Information supplied:

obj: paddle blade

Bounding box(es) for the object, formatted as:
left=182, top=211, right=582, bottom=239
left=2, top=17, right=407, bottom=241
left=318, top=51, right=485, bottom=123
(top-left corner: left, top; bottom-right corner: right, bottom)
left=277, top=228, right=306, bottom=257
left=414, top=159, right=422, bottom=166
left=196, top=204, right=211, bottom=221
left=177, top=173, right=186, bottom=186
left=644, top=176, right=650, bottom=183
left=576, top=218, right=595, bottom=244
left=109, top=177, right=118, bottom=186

Task requirements: Each entry must be output exactly as it was written.

Written answer:
obj: paddle blade

Bounding box(es) for the object, formatted as:
left=182, top=211, right=582, bottom=239
left=2, top=17, right=407, bottom=241
left=318, top=51, right=485, bottom=123
(top-left corner: left, top; bottom-right corner: right, bottom)
left=277, top=228, right=306, bottom=257
left=414, top=159, right=422, bottom=166
left=196, top=204, right=211, bottom=221
left=177, top=173, right=186, bottom=186
left=644, top=176, right=650, bottom=183
left=576, top=218, right=595, bottom=244
left=109, top=177, right=118, bottom=186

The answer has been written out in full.